* [Stored records]
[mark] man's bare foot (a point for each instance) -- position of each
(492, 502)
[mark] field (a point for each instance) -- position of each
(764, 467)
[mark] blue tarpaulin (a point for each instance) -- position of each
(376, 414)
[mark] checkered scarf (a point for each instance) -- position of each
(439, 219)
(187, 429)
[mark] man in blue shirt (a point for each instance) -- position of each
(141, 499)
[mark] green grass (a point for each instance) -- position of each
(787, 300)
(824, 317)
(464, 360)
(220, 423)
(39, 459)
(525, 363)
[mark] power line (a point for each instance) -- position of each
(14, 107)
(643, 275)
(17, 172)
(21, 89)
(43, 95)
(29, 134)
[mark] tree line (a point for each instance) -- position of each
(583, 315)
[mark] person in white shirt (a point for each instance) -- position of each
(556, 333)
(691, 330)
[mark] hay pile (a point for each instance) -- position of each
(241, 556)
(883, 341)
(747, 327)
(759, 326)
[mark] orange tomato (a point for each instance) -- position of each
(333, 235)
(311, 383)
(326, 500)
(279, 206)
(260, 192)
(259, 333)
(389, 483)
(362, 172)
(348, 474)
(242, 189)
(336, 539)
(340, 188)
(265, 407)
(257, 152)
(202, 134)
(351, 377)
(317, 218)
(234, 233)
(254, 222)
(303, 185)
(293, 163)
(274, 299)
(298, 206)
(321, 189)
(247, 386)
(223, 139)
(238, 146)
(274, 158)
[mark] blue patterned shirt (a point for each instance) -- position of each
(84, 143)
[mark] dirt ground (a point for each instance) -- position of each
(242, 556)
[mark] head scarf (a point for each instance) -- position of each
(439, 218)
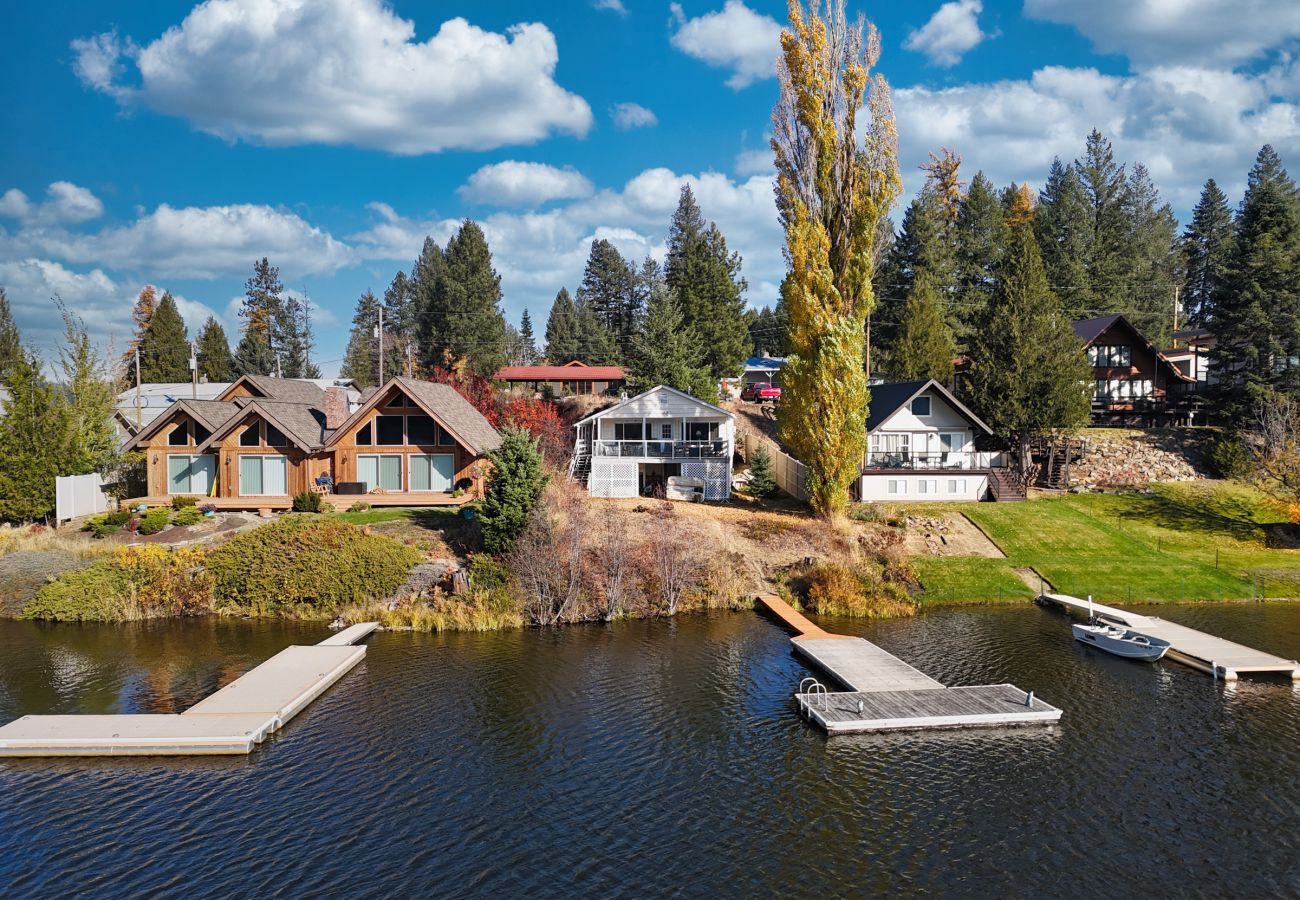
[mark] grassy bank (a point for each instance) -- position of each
(1182, 541)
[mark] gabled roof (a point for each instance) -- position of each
(601, 414)
(443, 402)
(573, 371)
(888, 398)
(209, 414)
(302, 424)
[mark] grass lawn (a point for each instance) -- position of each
(1184, 541)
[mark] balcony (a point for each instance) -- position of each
(662, 449)
(961, 459)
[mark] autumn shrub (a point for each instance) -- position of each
(133, 583)
(307, 565)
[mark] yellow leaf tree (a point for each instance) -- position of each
(835, 181)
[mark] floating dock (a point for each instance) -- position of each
(1210, 654)
(233, 721)
(884, 693)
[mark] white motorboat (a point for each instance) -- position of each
(1119, 641)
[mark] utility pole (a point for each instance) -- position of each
(137, 389)
(378, 333)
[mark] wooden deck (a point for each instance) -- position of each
(233, 721)
(888, 695)
(1210, 654)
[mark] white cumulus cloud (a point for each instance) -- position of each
(628, 116)
(512, 184)
(735, 38)
(341, 72)
(949, 34)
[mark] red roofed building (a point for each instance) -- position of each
(573, 377)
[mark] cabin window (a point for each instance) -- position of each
(421, 429)
(388, 431)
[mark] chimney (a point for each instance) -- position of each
(336, 406)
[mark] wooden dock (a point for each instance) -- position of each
(233, 721)
(884, 693)
(1210, 654)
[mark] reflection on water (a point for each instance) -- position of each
(644, 758)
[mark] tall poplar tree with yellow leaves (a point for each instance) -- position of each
(833, 185)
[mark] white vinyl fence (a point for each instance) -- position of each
(79, 494)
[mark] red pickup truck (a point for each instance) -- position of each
(761, 392)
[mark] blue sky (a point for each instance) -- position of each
(172, 145)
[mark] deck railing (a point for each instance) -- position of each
(662, 449)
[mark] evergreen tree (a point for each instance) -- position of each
(1205, 254)
(1257, 310)
(463, 323)
(610, 289)
(142, 312)
(213, 353)
(562, 344)
(165, 345)
(30, 418)
(1028, 375)
(11, 344)
(924, 345)
(528, 341)
(667, 353)
(359, 360)
(705, 280)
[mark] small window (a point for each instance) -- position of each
(388, 431)
(421, 429)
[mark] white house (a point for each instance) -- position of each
(921, 446)
(637, 445)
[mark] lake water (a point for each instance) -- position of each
(659, 757)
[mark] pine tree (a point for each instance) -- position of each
(463, 321)
(1028, 373)
(610, 289)
(31, 423)
(213, 353)
(165, 345)
(11, 342)
(527, 338)
(924, 345)
(1257, 308)
(667, 353)
(562, 330)
(142, 312)
(359, 360)
(705, 280)
(1207, 245)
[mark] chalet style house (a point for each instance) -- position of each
(1131, 379)
(663, 441)
(571, 379)
(921, 446)
(264, 440)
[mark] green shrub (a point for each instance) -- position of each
(133, 583)
(189, 515)
(307, 501)
(307, 561)
(1230, 458)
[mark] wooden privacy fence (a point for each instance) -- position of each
(792, 476)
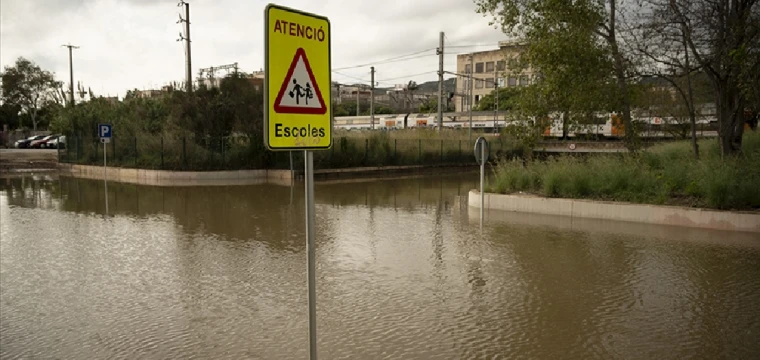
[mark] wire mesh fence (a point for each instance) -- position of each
(242, 153)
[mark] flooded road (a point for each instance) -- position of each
(403, 272)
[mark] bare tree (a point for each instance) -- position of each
(722, 36)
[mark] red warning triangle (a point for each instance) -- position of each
(299, 93)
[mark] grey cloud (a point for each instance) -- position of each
(132, 43)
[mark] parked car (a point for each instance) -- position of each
(57, 143)
(24, 143)
(40, 144)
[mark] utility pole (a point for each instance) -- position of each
(71, 74)
(495, 99)
(469, 98)
(372, 98)
(440, 81)
(188, 56)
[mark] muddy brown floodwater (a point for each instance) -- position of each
(403, 271)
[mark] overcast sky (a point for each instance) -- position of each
(127, 44)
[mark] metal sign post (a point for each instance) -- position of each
(104, 132)
(481, 156)
(296, 115)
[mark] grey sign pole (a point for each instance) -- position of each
(311, 269)
(105, 172)
(481, 156)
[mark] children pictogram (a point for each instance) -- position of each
(301, 89)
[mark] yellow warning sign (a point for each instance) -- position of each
(297, 98)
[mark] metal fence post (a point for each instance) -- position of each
(419, 151)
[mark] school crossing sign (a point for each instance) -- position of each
(297, 114)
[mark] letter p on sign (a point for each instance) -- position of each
(104, 131)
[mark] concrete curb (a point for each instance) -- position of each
(619, 211)
(177, 178)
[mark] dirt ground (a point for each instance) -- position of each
(12, 160)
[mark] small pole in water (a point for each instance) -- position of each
(482, 182)
(311, 269)
(481, 156)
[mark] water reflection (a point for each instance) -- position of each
(403, 272)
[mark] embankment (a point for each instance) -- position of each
(619, 211)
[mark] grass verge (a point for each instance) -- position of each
(665, 174)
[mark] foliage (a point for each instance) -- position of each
(573, 47)
(723, 40)
(664, 174)
(29, 87)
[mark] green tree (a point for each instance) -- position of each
(25, 84)
(723, 37)
(9, 115)
(573, 45)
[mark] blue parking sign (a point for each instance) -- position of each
(104, 131)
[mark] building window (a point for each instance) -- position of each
(524, 80)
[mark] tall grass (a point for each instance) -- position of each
(663, 174)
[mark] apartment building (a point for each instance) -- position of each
(490, 69)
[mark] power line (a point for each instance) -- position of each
(349, 76)
(389, 60)
(471, 45)
(407, 76)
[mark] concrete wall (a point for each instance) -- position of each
(651, 214)
(178, 178)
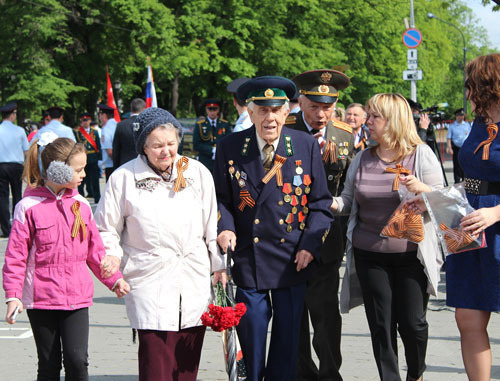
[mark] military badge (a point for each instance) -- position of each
(269, 93)
(323, 89)
(326, 77)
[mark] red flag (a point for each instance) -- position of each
(111, 98)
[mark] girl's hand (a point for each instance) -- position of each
(335, 206)
(220, 276)
(11, 307)
(413, 184)
(109, 265)
(122, 288)
(477, 221)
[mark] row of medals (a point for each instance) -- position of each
(297, 181)
(292, 199)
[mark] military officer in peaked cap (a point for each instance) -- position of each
(208, 131)
(89, 137)
(13, 147)
(318, 96)
(274, 212)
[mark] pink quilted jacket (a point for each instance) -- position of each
(44, 266)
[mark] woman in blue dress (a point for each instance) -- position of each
(473, 277)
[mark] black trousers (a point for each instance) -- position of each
(108, 172)
(91, 182)
(322, 305)
(53, 329)
(10, 181)
(458, 173)
(394, 293)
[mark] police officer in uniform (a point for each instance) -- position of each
(89, 137)
(13, 147)
(318, 95)
(274, 212)
(208, 131)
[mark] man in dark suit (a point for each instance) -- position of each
(89, 137)
(274, 212)
(318, 96)
(208, 131)
(123, 142)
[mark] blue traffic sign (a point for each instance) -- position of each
(412, 38)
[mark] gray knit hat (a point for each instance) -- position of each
(147, 121)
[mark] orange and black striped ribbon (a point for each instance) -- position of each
(180, 181)
(75, 208)
(398, 170)
(330, 153)
(246, 200)
(361, 144)
(492, 134)
(275, 170)
(455, 238)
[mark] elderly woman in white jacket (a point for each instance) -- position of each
(158, 216)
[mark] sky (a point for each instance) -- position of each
(488, 19)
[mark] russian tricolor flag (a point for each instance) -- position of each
(150, 90)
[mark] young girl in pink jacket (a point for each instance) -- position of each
(53, 240)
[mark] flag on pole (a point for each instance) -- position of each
(150, 88)
(111, 98)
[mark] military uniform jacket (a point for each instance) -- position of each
(93, 155)
(341, 134)
(205, 138)
(268, 233)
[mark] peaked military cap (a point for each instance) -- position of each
(267, 91)
(9, 107)
(321, 85)
(212, 102)
(104, 107)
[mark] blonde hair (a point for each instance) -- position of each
(61, 149)
(400, 130)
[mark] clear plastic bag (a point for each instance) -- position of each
(446, 208)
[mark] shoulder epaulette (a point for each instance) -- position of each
(342, 125)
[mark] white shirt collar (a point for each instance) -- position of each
(261, 143)
(312, 130)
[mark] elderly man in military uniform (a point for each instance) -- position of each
(273, 202)
(13, 148)
(89, 137)
(318, 96)
(208, 131)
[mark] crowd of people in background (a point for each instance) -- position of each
(296, 185)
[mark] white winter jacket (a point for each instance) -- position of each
(166, 241)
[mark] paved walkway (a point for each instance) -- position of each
(113, 356)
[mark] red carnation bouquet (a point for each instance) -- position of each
(222, 315)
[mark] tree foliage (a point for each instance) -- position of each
(56, 52)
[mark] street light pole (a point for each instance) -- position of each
(433, 16)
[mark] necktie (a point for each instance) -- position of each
(268, 160)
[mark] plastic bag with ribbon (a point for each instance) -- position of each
(446, 207)
(404, 223)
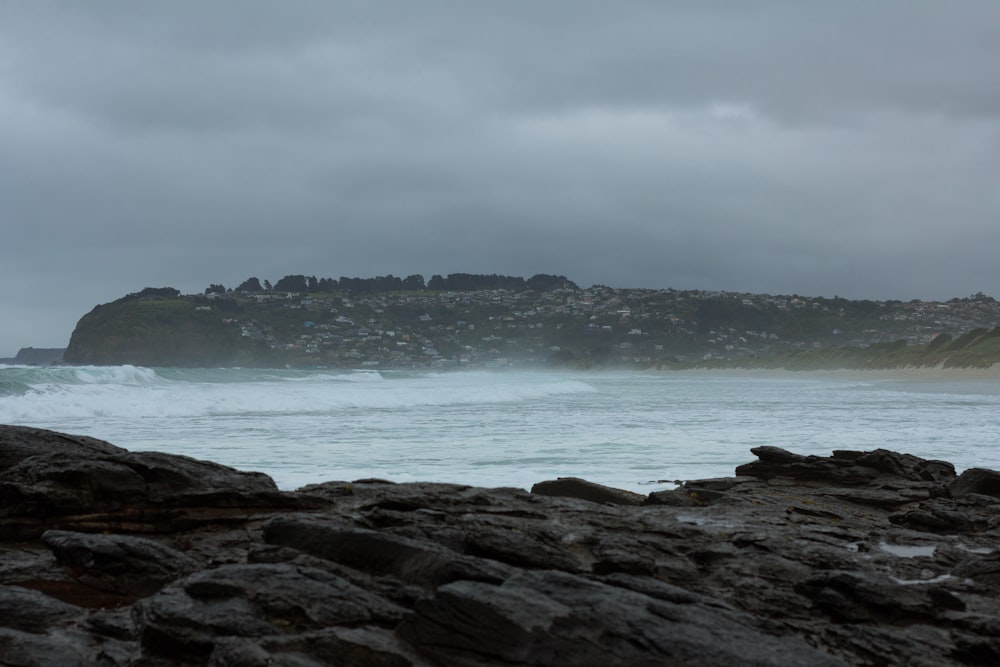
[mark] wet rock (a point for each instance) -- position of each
(121, 564)
(574, 487)
(410, 561)
(977, 480)
(234, 606)
(860, 558)
(21, 442)
(546, 618)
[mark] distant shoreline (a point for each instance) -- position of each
(928, 373)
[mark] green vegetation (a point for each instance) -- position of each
(545, 319)
(978, 348)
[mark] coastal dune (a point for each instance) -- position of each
(114, 557)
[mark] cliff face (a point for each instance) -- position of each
(158, 331)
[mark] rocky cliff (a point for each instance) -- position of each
(114, 557)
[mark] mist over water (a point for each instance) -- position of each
(630, 430)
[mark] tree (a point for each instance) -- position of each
(296, 283)
(250, 285)
(414, 283)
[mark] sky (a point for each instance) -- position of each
(846, 148)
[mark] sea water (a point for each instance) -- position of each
(632, 430)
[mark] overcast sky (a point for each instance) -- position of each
(845, 148)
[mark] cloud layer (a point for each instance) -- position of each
(843, 148)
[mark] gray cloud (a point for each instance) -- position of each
(846, 148)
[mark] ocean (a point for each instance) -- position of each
(633, 430)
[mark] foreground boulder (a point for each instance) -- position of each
(861, 558)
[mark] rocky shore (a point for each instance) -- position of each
(112, 557)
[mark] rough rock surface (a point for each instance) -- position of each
(109, 557)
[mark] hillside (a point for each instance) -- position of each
(556, 323)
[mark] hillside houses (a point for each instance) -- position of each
(577, 326)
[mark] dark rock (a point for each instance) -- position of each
(977, 480)
(234, 606)
(91, 489)
(31, 611)
(549, 618)
(411, 561)
(20, 442)
(120, 564)
(574, 487)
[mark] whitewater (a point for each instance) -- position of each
(633, 430)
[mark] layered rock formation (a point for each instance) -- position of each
(111, 557)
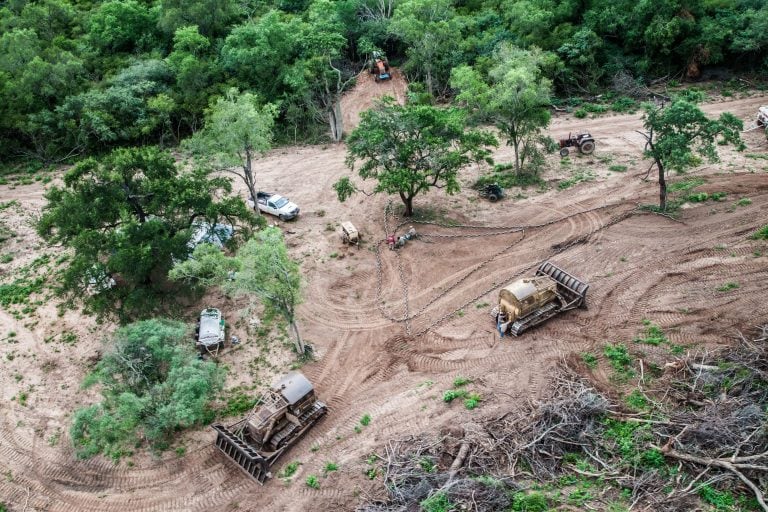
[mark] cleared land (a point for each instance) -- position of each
(640, 266)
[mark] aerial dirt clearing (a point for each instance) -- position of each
(393, 329)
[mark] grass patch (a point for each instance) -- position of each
(576, 178)
(760, 234)
(727, 287)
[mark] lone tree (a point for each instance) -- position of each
(410, 149)
(514, 95)
(679, 135)
(262, 268)
(152, 385)
(238, 128)
(127, 217)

* [Problem details] Reproduce the material above, starting at its very first line and ending at the line containing "(1119, 641)", both ends included. Leave the pictures out of your copy.

* [The output]
[mark] man's bare foot (a point for each instance) -- position of each
(492, 502)
[mark] field (a point for each instance) -- position of each
(764, 467)
[mark] blue tarpaulin (a point for each instance) -- position of each
(376, 414)
[mark] checkered scarf (a point for each instance) -- position of each
(439, 219)
(187, 429)
[mark] man in blue shirt (a point for each instance) -- position of each
(141, 499)
[mark] green grass (a point for each instance) -- position of each
(787, 300)
(824, 317)
(464, 360)
(220, 423)
(39, 459)
(525, 363)
[mark] power line (a point for each instance) -- position of each
(14, 107)
(643, 275)
(17, 172)
(21, 89)
(43, 95)
(29, 134)
[mark] tree line (a point for each instance) -- position of each
(583, 315)
[mark] person in white shirt (a point for each instance) -- position of each
(556, 333)
(691, 330)
[mark] hay pile (a point for each instance) -- position of each
(241, 556)
(883, 341)
(747, 327)
(759, 326)
[mark] orange tomato (a point for each instance) -- position of each
(333, 235)
(311, 383)
(326, 500)
(279, 206)
(260, 192)
(259, 333)
(389, 483)
(362, 172)
(348, 474)
(242, 189)
(336, 539)
(340, 188)
(265, 407)
(257, 152)
(202, 134)
(351, 377)
(317, 218)
(234, 233)
(254, 222)
(303, 185)
(293, 163)
(274, 299)
(298, 206)
(321, 189)
(247, 386)
(223, 139)
(238, 146)
(274, 158)
[mark] blue patterned shirt (a point for each instance) -- position of each
(84, 143)
[mark] dirt ground (a point for each instance) -- position of each
(242, 556)
[mark] head scarf (a point for each instance) -- position of each
(439, 218)
[mark] grassy bank (a point for each instance) -- position of each
(1182, 541)
[mark] gabled roof (a point for each instance) -- position of each
(601, 414)
(443, 402)
(573, 371)
(888, 398)
(209, 414)
(302, 424)
[mark] grass lawn (a point for each instance) -- position of each
(1184, 541)
[mark] balcony (a point for each instance) -- position of each
(662, 449)
(961, 459)
[mark] autumn shrub (a point for each instance) -- position of each
(133, 583)
(307, 565)
[mark] yellow leaf tree (a point for each instance) -- position of each
(835, 181)
[mark] floating dock (a point for each instance) -- position of each
(1210, 654)
(233, 721)
(884, 693)
[mark] white motorboat (a point for each instance) -- position of each
(1119, 641)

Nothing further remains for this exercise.